**Task set**
a. Copy the passage of the MTF Mapper discussion that runs from "Summary: since our" up to and including "future blog post.".
b. According to the MTF Mapper discussion, what edge length is a rough lower limit for reasonable edge orientation estimates?

**Provided text**
Ok, at this point I will have to reveal my secrets. When you use MTF Mapper's --bayer options I cheat a bit. The first phase of the slanted edge method, i.e., finding the edge location and orientation, simply pretends that we are dealing with a grayscale image. I do this because good demosaicing algorithms are slow, and the fast ones produce even less accurate edge orientation and position estimates (I tested this component individually to come to this conclusion). If you have significant CA, this means that your edge location will be estimated mostly based on the green channel, which would mean that your extracted PSF will not be centred perfectly. Fortunately, the FFT applied to the PSF to obtain the MTF is not sensitive to this shift at all. Unfortunately, I do perform some apodization using a Hamming window (IIRC), which may introduce a tiny bit of sensitivity to exact edge location. Either way, the edge orientation has a far greater impact on MTF accuracy, and as far as I can tell (or remember) the orientation is extracted just fine when treating the Bayer mosaic image as a grayscale image.

Summary: I doubt that edge position is a major factor in accuracy. The "blending" of the three edges (R,G,B) has more of a "broadening" effect on the edge transition area, which lowers MTF, just as illustrated above in the simulated CA experiment. In the absence of CA, green appears to dominate.
Would this dcraw -d undemosaiced, white-balanced approach (see underlining below) result in a more precise Edge Spread Function than looking at the individual channels?
No. Based on various experiments while developing MTF Mapper, the single most important step is accurate edge orientation estimation (which is why MTF Mapper will combine parallel edges, if possible, when square targets shapes are used). Normally, the accuracy of edge orientation estimation would be tied to the overall edge length, with ~25 pixels as a rough lower limit for reasonable results. If we assume the sensor noise is Gaussian (which is true enough for our purposes), then we can assume that the noise will show up with roughly equal magnitude at all frequencies in our MTF curve. The trick is that we usually have very little signal at higher frequencies (i.e., above Nyquist), so the signal-to-noise ratio at the lower frequencies is actually quite good. In addition, if we compute MTF50, then we simply do not care about the noise that ends up above Nyquist anyway.

Summary: since our edge orientation estimation is performed on all photosites (regardless of CFA channel), I would predict that the "--bayer" option in MTF Mapper is able to extract the benefit of a longer edge (say, 100 pixels regardless of CFA channel) even when only using the red or blue channel (effectively only 25 pixels along edge) to compute the per-channel MTF. The smaller number of samples will still produce a poorer signal-to-noise ratio, but the overall error might be manageable. I think I should test this --- maybe a future blog post.
The trade-off is that the full resolution -d white balanced image offers up to four times as many samples, but it is affected by larger differences in diffraction and aberrations due to the wider frequency bands observed. Single channel analysis has only 1/4 the samples but it is less affected by differences in diffraction and aberrations.
Agreed. As explained above, my but feeling is that the single-channel analysis would be safer overall (especially in the presence of CA), and that the larger number of samples in the white-balanced image would only start making a meaningful difference when the noise levels are very high. Again, more experiments for me :)

**Data shown**
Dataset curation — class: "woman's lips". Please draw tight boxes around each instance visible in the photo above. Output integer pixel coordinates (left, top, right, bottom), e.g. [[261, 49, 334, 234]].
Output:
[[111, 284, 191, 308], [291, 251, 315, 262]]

**Exercise responses**
a.
Summary: since our edge orientation estimation is performed on all photosites (regardless of CFA channel), I would predict that the "--bayer" option in MTF Mapper is able to extract the benefit of a longer edge (say, 100 pixels regardless of CFA channel) even when only using the red or blue channel (effectively only 25 pixels along edge) to compute the per-channel MTF. The smaller number of samples will still produce a poorer signal-to-noise ratio, but the overall error might be manageable. I think I should test this --- maybe a future blog post.

b. About 25 pixels.